▶ [TEXTE FOURNI]:
%%

Pourtant, nos théâtres d’opéras demeurent frileux à monter
une production de Pretre Rosso. C’est pourquoi, ce Bajazet
programmé à Montpellier, pour deux dates, dans le cadre du festival de Montpellier et
Radio France est un événement incontournable de cet été. D’autant que
les interprètes, pour une partie, ont enregistré la partition dans une
gravure particulièrement saluée à l’époque de sa sortie (Virgin classics, 2005).

Les
discophiles retrouveront en effet le chef italien, Fabio Biondi et son
orchestre Europa Galante, ainsi que seule voix de la distribution
gravée chez Virgin classics, Vivica Genaux, dans le rôle d’Irene. Souhaitons qu’auprès de ses
nouveaux partenaires à Montpellier, la mezzo canadienne retrouve l’état
de grâce du disque.

Une œuvre de réemplois

Bajazet est
un pasticcio, c’est à dire, une partition composée d’airs anciens, déjà écrits
pour des opéras antérieurs, puisés par Vivaldi, dans son catalogue ou dans celui de
ses contemporains (Hasse, Broschi, Giacomelli). Les mélodies sont
réutilisées, les textes réécrits, comme les recitatifs repensés selon
un ordre et une succession dramatiquement recontruits.
Pour Idaspe, par exemple, le compositeur recycle l’air Nasce rosa lusinghiera, antérieurement composé pour Giustino et Farnace.
Vivaldi a recours
en de multiples occasions à ce principe, qui d’ailleurs est familier à
tous les compositeurs du XVIII ème siècle. La nécessité de présenter à chaque saison des
ouvrages « nouveaux », a certainement inspiré au musicien, le réemploi
de matériau tout aussi efficaces, s’ils sont habilement recyclés.
D’autant plus, s’il s’agit d’airs à succès. A ce titre, pour son Bajazet, Vivaldi fait
mieux que ses autres pasticcios, tels Dorilla in Tempe (1734) ou
Rosmira fedele (1738), oeuvres qui encadrent Bajazet.

%%

▶ [DONNÉES DE L'EXERCICE]:
%%

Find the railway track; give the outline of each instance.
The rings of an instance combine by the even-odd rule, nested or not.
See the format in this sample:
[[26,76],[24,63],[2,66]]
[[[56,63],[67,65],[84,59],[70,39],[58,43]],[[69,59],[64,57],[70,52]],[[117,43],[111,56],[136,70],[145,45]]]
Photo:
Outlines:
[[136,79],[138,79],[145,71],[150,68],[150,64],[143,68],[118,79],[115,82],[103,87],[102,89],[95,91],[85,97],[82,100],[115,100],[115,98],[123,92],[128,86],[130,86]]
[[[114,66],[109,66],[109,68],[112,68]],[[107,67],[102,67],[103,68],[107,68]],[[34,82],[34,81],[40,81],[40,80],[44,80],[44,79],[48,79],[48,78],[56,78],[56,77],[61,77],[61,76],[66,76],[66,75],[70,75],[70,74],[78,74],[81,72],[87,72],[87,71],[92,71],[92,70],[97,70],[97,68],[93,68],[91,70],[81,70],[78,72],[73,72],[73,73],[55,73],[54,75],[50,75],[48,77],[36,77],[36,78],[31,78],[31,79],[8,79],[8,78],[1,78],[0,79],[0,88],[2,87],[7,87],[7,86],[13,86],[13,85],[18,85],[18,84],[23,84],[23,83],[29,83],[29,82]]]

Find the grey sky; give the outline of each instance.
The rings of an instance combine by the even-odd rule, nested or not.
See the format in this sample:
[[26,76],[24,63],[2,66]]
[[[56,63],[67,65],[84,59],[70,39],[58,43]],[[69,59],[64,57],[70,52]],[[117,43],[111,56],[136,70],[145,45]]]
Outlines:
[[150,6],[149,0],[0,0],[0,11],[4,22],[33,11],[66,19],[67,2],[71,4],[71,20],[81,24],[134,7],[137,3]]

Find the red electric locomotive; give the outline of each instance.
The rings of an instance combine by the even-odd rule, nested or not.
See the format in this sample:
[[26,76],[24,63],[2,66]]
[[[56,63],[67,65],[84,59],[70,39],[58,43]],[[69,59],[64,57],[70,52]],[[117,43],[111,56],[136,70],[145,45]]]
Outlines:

%%

▶ [ÉNONCÉ 1]: Relevez tous les titres d'opéras cités dans le texte sur le Bajazet de Vivaldi.
▶ [ÉNONCÉ 2]: Reproduisez à l'identique chacune des lignes des enregistrements, de la première à la dernière.
Le texte et les enregistrements n'ont aucun lien entre eux.

▶ [RÉPONSE 1]:
- Bajazet
- Giustino
- Farnace
- Dorilla in Tempe
- Rosmira fedele

▶ [RÉPONSE 2]:
Find the railway track; give the outline of each instance.
The rings of an instance combine by the even-odd rule, nested or not.
See the format in this sample:
[[26,76],[24,63],[2,66]]
[[[56,63],[67,65],[84,59],[70,39],[58,43]],[[69,59],[64,57],[70,52]],[[117,43],[111,56],[136,70],[145,45]]]
Photo:
Outlines:
[[136,79],[138,79],[145,71],[150,68],[150,64],[143,68],[118,79],[115,82],[103,87],[102,89],[95,91],[85,97],[82,100],[115,100],[115,98],[123,92],[128,86],[130,86]]
[[[114,66],[109,66],[109,68],[112,68]],[[107,67],[102,67],[103,68],[107,68]],[[34,82],[34,81],[40,81],[40,80],[44,80],[44,79],[48,79],[48,78],[56,78],[56,77],[61,77],[61,76],[66,76],[66,75],[70,75],[70,74],[78,74],[81,72],[87,72],[87,71],[92,71],[92,70],[97,70],[97,68],[93,68],[91,70],[81,70],[78,72],[73,72],[73,73],[55,73],[54,75],[50,75],[48,77],[36,77],[36,78],[31,78],[31,79],[8,79],[8,78],[1,78],[0,79],[0,88],[2,87],[7,87],[7,86],[13,86],[13,85],[18,85],[18,84],[23,84],[23,83],[29,83],[29,82]]]

Find the grey sky; give the outline of each instance.
The rings of an instance combine by the even-odd rule, nested or not.
See the format in this sample:
[[26,76],[24,63],[2,66]]
[[[56,63],[67,65],[84,59],[70,39],[58,43]],[[69,59],[64,57],[70,52]],[[117,43],[111,56],[136,70],[145,45]]]
Outlines:
[[150,6],[149,0],[0,0],[0,11],[4,22],[33,11],[66,19],[67,2],[71,4],[71,20],[81,24],[134,7],[137,3]]

Find the red electric locomotive; give the outline of each instance.
The rings of an instance combine by the even-odd rule, nested or not.
See the format in this sample:
[[26,76],[24,63],[2,66]]
[[[56,63],[67,65],[84,59],[70,39],[58,43]],[[69,59],[64,57],[70,52]],[[117,43],[111,56],[136,70],[145,45]]]
Outlines:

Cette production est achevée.